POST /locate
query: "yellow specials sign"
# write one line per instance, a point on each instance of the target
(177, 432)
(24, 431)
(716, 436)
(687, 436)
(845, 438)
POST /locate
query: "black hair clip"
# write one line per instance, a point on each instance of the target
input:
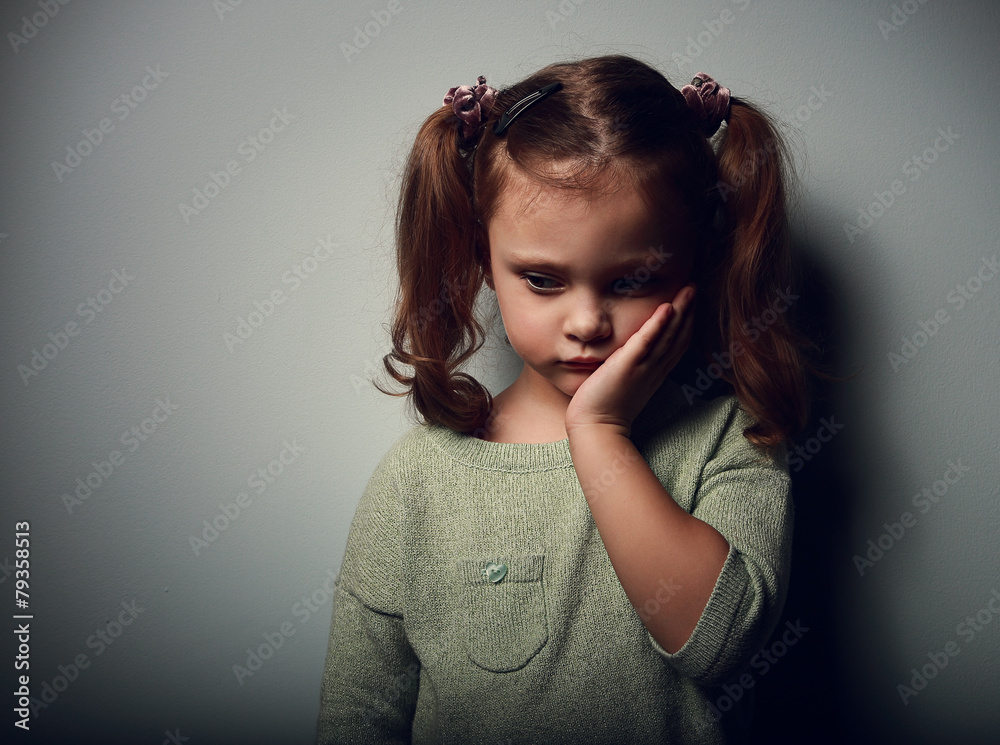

============================================================

- Description of the task:
Each entry is to be transcribed verbatim, and any picture in it is to be skipped.

- Answer box:
POST /locate
query: "yellow specials sign"
# write one line per instance, a point on each instance of the target
(177, 432)
(24, 431)
(716, 436)
(687, 436)
(845, 438)
POST /locate
query: "black hair clip"
# write one line per instance, a point on each instance of the target
input:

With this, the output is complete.